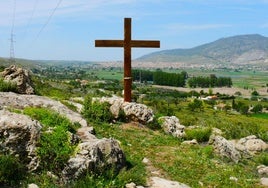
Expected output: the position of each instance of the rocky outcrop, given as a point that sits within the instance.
(156, 182)
(14, 100)
(19, 135)
(19, 76)
(95, 156)
(251, 144)
(237, 149)
(133, 111)
(225, 148)
(262, 170)
(138, 112)
(171, 125)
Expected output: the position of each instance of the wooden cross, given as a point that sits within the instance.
(127, 43)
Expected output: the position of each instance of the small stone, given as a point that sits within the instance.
(190, 142)
(145, 160)
(32, 185)
(157, 182)
(262, 170)
(264, 181)
(233, 179)
(131, 185)
(171, 125)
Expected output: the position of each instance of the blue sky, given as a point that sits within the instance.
(70, 32)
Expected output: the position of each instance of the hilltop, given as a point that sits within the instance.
(237, 50)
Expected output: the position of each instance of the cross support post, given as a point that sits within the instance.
(127, 44)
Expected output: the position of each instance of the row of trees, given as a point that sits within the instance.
(179, 79)
(211, 81)
(161, 78)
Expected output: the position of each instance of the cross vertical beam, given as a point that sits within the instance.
(127, 60)
(127, 44)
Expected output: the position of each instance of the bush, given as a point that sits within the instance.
(196, 105)
(11, 170)
(200, 134)
(257, 108)
(54, 147)
(8, 86)
(96, 111)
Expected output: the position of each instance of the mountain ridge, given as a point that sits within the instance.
(239, 49)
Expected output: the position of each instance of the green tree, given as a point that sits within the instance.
(196, 105)
(257, 108)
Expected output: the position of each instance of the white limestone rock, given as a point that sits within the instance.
(171, 125)
(19, 136)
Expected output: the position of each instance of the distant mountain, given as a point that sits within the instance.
(242, 49)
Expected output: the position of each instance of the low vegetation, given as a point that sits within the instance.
(236, 116)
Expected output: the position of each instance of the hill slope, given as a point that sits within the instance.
(242, 49)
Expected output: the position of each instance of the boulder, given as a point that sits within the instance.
(262, 170)
(264, 182)
(251, 144)
(133, 111)
(171, 125)
(19, 76)
(19, 135)
(190, 142)
(156, 182)
(14, 100)
(225, 148)
(138, 112)
(95, 155)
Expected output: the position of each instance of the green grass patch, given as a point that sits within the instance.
(260, 115)
(54, 147)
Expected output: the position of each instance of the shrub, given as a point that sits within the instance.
(54, 147)
(8, 86)
(196, 105)
(257, 108)
(96, 111)
(200, 134)
(11, 170)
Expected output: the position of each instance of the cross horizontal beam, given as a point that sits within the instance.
(133, 43)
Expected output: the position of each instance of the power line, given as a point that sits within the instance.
(12, 51)
(31, 17)
(48, 20)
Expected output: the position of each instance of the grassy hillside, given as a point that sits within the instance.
(244, 49)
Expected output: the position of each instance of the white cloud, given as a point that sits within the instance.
(187, 27)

CHALLENGE
Scale the lines from the one containing "the cross horizontal" through the end of the records, both included. Rewrite only those lines in full, keeping the lines without points unchanged, and multiply every point coordinate by 0.45, rounding to whole numbers with halves rounded up.

TASK OUTPUT
Expected output: the position of each instance of the cross horizontal beam, given as a point that sits within the instance.
(60, 19)
Expected output: the position of each instance of the power line, given as a point that sits within the instance.
(5, 23)
(14, 8)
(22, 9)
Expected output: the position of each instance of the grassy hillside, given as a point that sits within the instance.
(110, 22)
Expected output: the position of each instance of the white cloud, given as a point that sits within the instance.
(84, 12)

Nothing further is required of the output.